Could you continue the first-person account of surviving the Parkland school shooting, picking up right after its last sentence?

··· EXCERPT TO READ ···

This post is also published in Florida Politics and South Florida Sun Sentinel.
I am 18 years old and, until January, I was a student at Marjory Stoneman Douglas High School in Parkland. I was there on Feb. 14, 2018 — Valentine’s Day — when a former student killed 17 of my schoolmates.
In fact, some of the people he shot were in the classroom right next to mine.
People wonder what it’s like to go through such a horrific event and how it affects you both short term and further on.
In my case, the shooting left me in shock.
At first, I remembered nothing of the actual events. I was consumed by checking with others at the school about the kids and teachers and who had made it out and who hadn’t. We weren’t being given names at first and that was agonizing.
It was only after days that I remembered having to step over bodies to get out of the school. I also recalled passing by a stairwell and ducking into my Spanish class just seconds before the shooting started.
Given how police later traced the shooter’s movements, he may have been in that stairwell as I passed.
If I had arrived at the classroom even seconds later, I might have been the first one shot. I think about that a lot.
I was also extremely worried about one of my coaches because he had walked by me just before I entered the classroom. I later found out he was all right, but two other coaches had been killed.
What I went through left me badly shaken and, at first, not knowing who I was.
I didn’t know how to cope, how to grieve, how to move forward. I have been in therapy and it has taken time to find the skills to deal with what I lived through.
We went back to school two weeks after the shooting and those first days were difficult. Fire alarms kept going off; we assumed someone was pulling the alarms as a prank, but they were terrifying.
One day, someone was hammering a nail into a wall and that sounded just like gunshots to me.
Also, almost every day unknown people were writing posts on social media threatening to come back to Parkland and do it again. I’d wake up in the morning and find messages from friends: “Have you seen social media this morning!”

··· GIVEN INFORMATION ···

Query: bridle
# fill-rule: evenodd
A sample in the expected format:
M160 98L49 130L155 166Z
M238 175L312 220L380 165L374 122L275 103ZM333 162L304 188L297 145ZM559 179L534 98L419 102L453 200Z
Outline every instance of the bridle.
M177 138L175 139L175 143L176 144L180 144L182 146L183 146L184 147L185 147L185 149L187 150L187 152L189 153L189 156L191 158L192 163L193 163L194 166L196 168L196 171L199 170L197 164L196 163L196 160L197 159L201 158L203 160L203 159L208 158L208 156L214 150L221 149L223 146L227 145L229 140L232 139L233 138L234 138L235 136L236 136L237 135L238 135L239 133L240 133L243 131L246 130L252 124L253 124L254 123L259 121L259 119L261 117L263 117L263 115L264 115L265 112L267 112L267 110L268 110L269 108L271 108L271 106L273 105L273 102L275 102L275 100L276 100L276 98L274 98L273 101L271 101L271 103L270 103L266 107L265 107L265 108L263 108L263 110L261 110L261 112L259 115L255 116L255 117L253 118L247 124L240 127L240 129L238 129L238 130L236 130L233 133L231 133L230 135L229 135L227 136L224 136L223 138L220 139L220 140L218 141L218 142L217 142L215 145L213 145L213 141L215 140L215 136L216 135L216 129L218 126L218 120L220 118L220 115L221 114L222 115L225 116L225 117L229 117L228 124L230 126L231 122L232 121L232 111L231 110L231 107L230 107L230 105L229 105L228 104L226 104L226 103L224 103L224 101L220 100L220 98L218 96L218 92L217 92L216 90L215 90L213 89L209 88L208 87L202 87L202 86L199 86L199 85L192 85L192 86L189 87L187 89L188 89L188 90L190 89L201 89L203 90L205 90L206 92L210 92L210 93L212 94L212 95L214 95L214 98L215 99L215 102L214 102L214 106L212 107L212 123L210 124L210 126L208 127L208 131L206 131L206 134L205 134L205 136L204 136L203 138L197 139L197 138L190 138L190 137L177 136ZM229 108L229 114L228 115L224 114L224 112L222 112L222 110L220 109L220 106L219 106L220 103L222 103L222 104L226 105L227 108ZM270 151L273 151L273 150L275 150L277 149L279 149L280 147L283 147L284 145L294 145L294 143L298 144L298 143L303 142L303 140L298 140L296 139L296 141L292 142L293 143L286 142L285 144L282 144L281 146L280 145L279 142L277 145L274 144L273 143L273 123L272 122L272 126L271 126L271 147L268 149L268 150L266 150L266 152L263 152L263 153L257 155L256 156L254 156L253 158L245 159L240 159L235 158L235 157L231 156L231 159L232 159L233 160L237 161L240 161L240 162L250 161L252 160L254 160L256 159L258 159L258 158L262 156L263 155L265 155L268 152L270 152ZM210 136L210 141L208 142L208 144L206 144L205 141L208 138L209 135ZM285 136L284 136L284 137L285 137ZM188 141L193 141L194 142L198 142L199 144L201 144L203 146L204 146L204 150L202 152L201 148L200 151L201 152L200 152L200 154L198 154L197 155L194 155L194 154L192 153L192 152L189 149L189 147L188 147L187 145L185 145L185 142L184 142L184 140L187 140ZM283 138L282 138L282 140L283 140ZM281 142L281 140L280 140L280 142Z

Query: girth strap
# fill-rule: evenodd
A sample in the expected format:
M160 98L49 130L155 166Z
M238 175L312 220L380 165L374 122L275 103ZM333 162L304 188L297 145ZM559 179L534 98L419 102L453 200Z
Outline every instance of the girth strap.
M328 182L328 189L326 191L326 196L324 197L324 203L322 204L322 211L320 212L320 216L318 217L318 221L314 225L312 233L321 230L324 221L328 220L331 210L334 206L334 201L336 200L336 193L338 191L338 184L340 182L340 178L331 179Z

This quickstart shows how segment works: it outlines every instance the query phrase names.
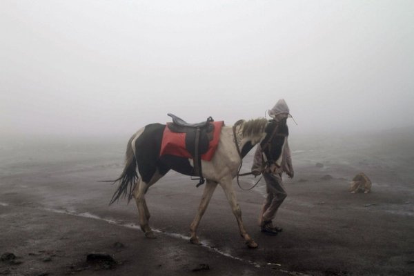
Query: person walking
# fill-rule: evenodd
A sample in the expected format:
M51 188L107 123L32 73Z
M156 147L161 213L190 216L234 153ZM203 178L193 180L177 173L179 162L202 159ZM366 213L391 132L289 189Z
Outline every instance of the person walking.
M279 99L268 112L272 118L269 124L275 125L275 128L277 128L273 132L270 146L266 144L257 145L251 170L255 176L263 174L266 181L267 196L260 211L260 228L265 234L275 235L282 228L274 226L273 220L287 196L282 175L286 172L290 178L293 177L294 175L286 124L288 117L291 117L291 115L289 108L283 99ZM272 152L270 152L270 147L273 148ZM273 156L275 152L277 156Z

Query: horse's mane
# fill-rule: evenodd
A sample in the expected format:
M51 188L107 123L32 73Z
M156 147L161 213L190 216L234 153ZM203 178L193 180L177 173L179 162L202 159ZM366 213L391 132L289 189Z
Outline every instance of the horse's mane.
M241 136L246 137L263 133L267 123L267 119L259 118L248 121L239 120L235 125L241 125Z

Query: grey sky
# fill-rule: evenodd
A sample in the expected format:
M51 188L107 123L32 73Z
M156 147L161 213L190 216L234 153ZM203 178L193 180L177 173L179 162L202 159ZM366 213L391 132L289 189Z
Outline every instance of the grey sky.
M228 125L284 98L291 131L414 125L413 1L0 1L0 132Z

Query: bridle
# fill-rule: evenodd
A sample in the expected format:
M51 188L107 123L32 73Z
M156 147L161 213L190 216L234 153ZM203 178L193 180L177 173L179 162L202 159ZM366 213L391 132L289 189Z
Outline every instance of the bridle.
M240 166L239 166L239 169L237 170L237 175L236 177L237 181L237 185L239 186L239 187L243 190L252 190L253 188L255 188L256 186L257 186L257 184L259 184L259 182L260 182L260 180L262 180L262 178L263 177L263 175L262 175L260 177L260 178L259 179L259 180L257 180L257 181L250 188L249 188L248 189L245 189L244 188L241 187L241 186L240 186L240 182L239 181L239 177L243 177L243 176L246 176L246 175L253 175L253 172L245 172L245 173L240 173L240 170L241 169L241 166L243 166L243 156L241 156L241 152L240 151L240 147L239 146L239 143L237 143L237 135L236 135L236 127L240 124L241 123L241 121L239 121L237 122L236 122L236 124L235 124L235 125L233 126L233 136L235 138L235 144L236 145L236 148L237 150L237 153L239 154L239 156L240 157ZM270 137L269 137L269 139L268 139L268 141L266 144L264 144L264 146L262 148L262 150L264 150L265 149L266 149L268 147L270 147L270 142L272 141L272 139L273 139L273 136L275 136L275 135L276 134L276 132L277 131L277 125L276 126L275 126L275 128L273 129L273 131L272 132L272 135L270 135Z

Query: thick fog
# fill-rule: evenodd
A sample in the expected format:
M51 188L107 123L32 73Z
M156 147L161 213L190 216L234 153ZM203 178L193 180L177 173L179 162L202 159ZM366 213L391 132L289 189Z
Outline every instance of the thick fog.
M414 126L413 1L0 1L0 132L127 135L172 112L292 132Z

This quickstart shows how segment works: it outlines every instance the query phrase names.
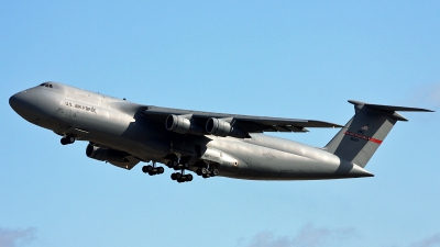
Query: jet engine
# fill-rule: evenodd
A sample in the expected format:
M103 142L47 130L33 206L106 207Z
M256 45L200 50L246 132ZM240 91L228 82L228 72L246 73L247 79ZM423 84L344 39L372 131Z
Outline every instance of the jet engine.
M211 117L208 120L207 125L206 125L206 131L208 134L215 135L215 136L233 136L238 138L245 138L248 137L244 132L231 126L231 124L224 120L219 120Z
M165 121L165 127L168 131L176 132L179 134L195 134L204 135L204 130L197 124L193 123L190 119L183 115L168 115Z

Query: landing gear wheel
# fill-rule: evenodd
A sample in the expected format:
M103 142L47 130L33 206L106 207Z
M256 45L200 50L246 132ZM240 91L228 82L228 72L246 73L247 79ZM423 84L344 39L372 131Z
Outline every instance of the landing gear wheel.
M74 136L67 136L66 139L67 139L68 144L75 143L75 137Z
M68 143L67 143L67 139L65 139L65 138L62 138L61 139L61 143L62 143L62 145L67 145Z
M142 167L142 171L144 172L144 173L147 173L147 172L150 172L150 171L152 171L153 170L153 167L152 166L143 166Z

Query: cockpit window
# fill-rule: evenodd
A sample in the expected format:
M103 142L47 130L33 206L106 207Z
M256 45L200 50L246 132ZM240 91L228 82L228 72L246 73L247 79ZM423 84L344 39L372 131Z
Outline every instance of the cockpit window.
M47 82L41 83L40 86L46 87L46 88L53 88L52 85L51 85L51 83L47 83Z

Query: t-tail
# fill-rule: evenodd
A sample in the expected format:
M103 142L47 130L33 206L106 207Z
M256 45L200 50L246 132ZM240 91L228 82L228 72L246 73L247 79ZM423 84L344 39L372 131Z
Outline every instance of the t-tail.
M408 121L396 111L432 112L419 108L369 104L353 100L349 102L354 104L354 116L324 149L361 167L366 166L397 121Z

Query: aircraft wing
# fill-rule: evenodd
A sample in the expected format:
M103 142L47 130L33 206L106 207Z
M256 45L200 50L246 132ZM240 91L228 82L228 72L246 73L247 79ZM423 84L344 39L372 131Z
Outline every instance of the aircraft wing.
M235 137L250 137L249 133L263 133L263 132L308 132L306 127L342 127L339 124L315 121L315 120L237 115L237 114L201 112L201 111L168 109L158 106L146 106L144 111L144 116L151 121L157 122L158 124L166 125L167 128L168 128L167 126L168 117L175 116L174 117L175 123L179 123L178 122L179 119L188 120L188 123L191 125L191 127L188 127L188 132L186 133L189 134L196 134L191 133L190 130L199 130L197 132L199 134L212 134L208 132L209 128L208 125L210 121L211 123L212 121L215 121L217 124L220 123L223 125L224 123L227 123L226 125L231 126L230 130L231 132L233 130L235 132L241 132L241 134L240 133L228 134L230 136L235 136ZM169 126L172 126L172 124L169 124ZM227 135L220 135L220 136L227 136Z

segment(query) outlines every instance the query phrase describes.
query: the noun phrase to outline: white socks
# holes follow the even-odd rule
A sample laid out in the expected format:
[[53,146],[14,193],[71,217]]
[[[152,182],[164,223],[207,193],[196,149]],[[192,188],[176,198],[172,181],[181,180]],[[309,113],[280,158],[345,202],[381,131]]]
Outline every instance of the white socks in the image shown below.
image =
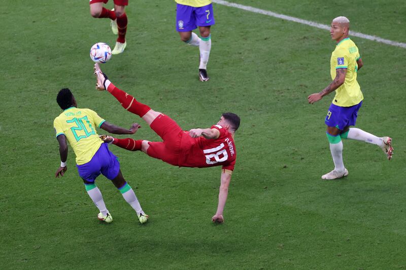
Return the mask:
[[108,211],[106,208],[105,202],[103,201],[103,196],[101,196],[101,192],[100,192],[100,189],[97,186],[94,188],[92,188],[90,190],[87,190],[87,194],[89,197],[92,199],[93,202],[96,205],[96,207],[98,208],[99,211],[103,215],[103,216],[107,215]]
[[128,203],[128,204],[132,207],[133,209],[136,210],[139,216],[140,214],[145,215],[145,213],[144,212],[142,208],[141,208],[141,205],[140,204],[140,202],[138,201],[138,199],[136,196],[136,194],[134,193],[134,190],[132,190],[132,188],[130,187],[129,189],[121,194],[121,195],[123,196],[124,199],[125,200],[125,201]]
[[192,36],[190,39],[186,42],[186,43],[192,46],[197,47],[200,44],[200,37],[197,34],[192,32]]
[[343,162],[343,142],[330,143],[330,151],[334,162],[334,170],[338,172],[344,171],[344,163]]
[[199,44],[200,50],[200,65],[199,69],[206,69],[209,56],[210,55],[210,50],[212,49],[211,35],[207,37],[202,37]]
[[382,146],[383,141],[382,138],[379,138],[363,130],[356,128],[351,128],[348,131],[347,139],[357,140],[365,142],[369,142],[373,144],[376,144],[379,146]]

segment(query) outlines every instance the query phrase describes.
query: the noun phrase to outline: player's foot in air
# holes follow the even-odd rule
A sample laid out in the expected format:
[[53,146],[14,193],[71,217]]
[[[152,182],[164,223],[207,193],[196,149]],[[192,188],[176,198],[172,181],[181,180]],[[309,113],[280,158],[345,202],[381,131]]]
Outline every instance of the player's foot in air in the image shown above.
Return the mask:
[[[113,9],[111,11],[114,11],[114,9]],[[114,34],[118,34],[118,27],[117,26],[117,19],[115,20],[111,20],[110,26],[111,26],[111,30],[113,31],[113,33]]]
[[199,80],[201,82],[207,82],[210,78],[207,74],[207,70],[206,69],[199,69]]
[[126,47],[127,47],[126,41],[124,43],[116,42],[116,46],[114,47],[114,49],[113,49],[113,51],[111,51],[111,54],[120,54],[123,52],[124,52],[124,49],[125,49]]
[[390,137],[382,137],[384,144],[381,148],[382,151],[386,155],[388,160],[390,160],[392,155],[393,154],[393,147],[392,147],[392,138]]
[[99,220],[107,223],[110,223],[113,221],[113,217],[111,216],[110,213],[108,213],[107,216],[104,216],[103,214],[99,213],[98,214],[97,214],[97,218],[98,218]]
[[144,213],[144,214],[140,214],[140,215],[138,216],[138,219],[140,220],[140,223],[142,224],[148,221],[149,217],[149,216]]
[[98,136],[98,137],[100,138],[101,140],[105,142],[106,143],[111,143],[114,140],[114,138],[113,138],[113,137],[106,135],[100,135]]
[[107,80],[107,75],[103,73],[101,69],[100,69],[100,66],[98,63],[94,64],[93,67],[94,75],[96,76],[97,82],[96,83],[96,89],[98,91],[103,91],[106,90],[106,81]]
[[337,172],[335,170],[333,170],[329,173],[325,174],[324,175],[322,175],[321,176],[321,179],[324,179],[325,180],[332,180],[334,179],[339,179],[342,178],[343,177],[345,177],[348,175],[348,170],[344,168],[344,172]]

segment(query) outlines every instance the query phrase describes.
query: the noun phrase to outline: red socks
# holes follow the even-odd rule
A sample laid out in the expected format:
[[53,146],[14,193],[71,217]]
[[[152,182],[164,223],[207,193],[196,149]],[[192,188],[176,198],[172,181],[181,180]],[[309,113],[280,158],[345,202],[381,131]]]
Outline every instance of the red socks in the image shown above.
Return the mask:
[[126,138],[125,139],[114,138],[113,144],[129,151],[137,151],[141,150],[142,141],[142,140],[136,140],[130,138]]
[[108,10],[105,8],[101,10],[101,13],[98,16],[99,18],[110,18],[112,20],[115,20],[117,18],[116,13],[114,11]]
[[109,85],[107,91],[120,102],[123,108],[140,117],[143,117],[151,109],[149,106],[139,102],[132,96],[119,89],[112,83]]
[[127,15],[125,13],[120,17],[117,17],[117,27],[118,28],[118,37],[117,42],[124,43],[125,42],[125,32],[127,31]]

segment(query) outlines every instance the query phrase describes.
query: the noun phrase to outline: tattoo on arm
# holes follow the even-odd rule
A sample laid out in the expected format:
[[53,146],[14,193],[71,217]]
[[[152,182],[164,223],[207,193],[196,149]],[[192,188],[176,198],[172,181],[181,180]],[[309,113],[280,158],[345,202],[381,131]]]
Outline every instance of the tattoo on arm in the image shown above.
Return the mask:
[[319,94],[322,96],[328,95],[333,91],[335,90],[344,83],[346,73],[347,73],[346,68],[337,68],[335,70],[335,78],[328,86],[323,89]]

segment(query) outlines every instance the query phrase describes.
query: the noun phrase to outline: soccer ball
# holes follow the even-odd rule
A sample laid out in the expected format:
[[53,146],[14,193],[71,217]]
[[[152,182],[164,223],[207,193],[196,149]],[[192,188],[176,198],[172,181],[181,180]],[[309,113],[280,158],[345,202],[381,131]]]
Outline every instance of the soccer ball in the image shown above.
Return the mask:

···

> **ANSWER BELOW**:
Twelve days after the shooting — before returning to classes — I was in Tallahassee testifying before members of the Florida Legislature.
I told them: “A person my age shouldn’t have to see what I saw.”
They were considering legislation to increase funding for mental health and to improve the communication between education officials and law enforcement to strengthen schools and I approved of all that. But I testified to the House of Representatives Appropriations Committee against the arming of teachers.
I think that is a terrible idea. I picture another shooter entering a school and when the police arrive, they find numerous people with guns. How do they know who is the killer? How do they know who to shoot? Do teachers end up dead?
If you’ve been through what I’ve been through, that’s what you imagine.
In January, I transferred to a private school. I decided I would never feel safe in a school where teachers carry guns.
At my new school, you enter by scanning your ID, which is associated with your fingerprint. The school also has facial recognition technology that does a background check immediately on any visitors to the campus and notifies the school administration.
Public schools don’t have that technology, presumably because they won’t spend the money.
What gets me about our society is that cars are much more regulated than guns. I need to register my car and buy insurance for it. I also need to pass written and driving tests to get my license, which takes time to schedule and do. No such process exists for guns.
To me, that’s crazy and incredibly irresponsible of our lawmakers.
Meanwhile, the killings continue. Look at El Paso and Dayton this past weekend. The “Never Again” movement goes on and on.
I’m planning to go to college and a major criterion for me is the safety of the campus. Most kids don’t think that way, but that is a major selling point for me, and also a long-term effect of what I lived through.
Another long-term effect is this: Feb. 14 will never be just Valentine’s Day for me ever again.
Annabel Claprood is a former student of Marjory Stoneman Douglas High School in Parkland, Fla., and a high school senior.